(Extracted data begins)
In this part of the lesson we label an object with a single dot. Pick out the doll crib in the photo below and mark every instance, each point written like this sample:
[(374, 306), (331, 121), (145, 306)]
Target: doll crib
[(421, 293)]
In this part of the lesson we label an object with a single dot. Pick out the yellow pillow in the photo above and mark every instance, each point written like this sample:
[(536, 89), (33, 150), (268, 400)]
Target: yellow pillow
(Extracted data ends)
(Extracted data begins)
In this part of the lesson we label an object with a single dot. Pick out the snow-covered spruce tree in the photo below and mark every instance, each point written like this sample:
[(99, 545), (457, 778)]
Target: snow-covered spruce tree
(Extracted data ends)
Exercise goal =>
Look back at the data above. Transcribe exactly the lines starting at the line that contains "out the yellow" and ending at the line that contains "Target: yellow pillow".

Answer space =>
In this part of the lesson we label an object with a single dot. Pick out the yellow pillow in the photo above and mark every instance, each point written like this sample:
[(536, 89), (33, 150), (268, 400)]
Target: yellow pillow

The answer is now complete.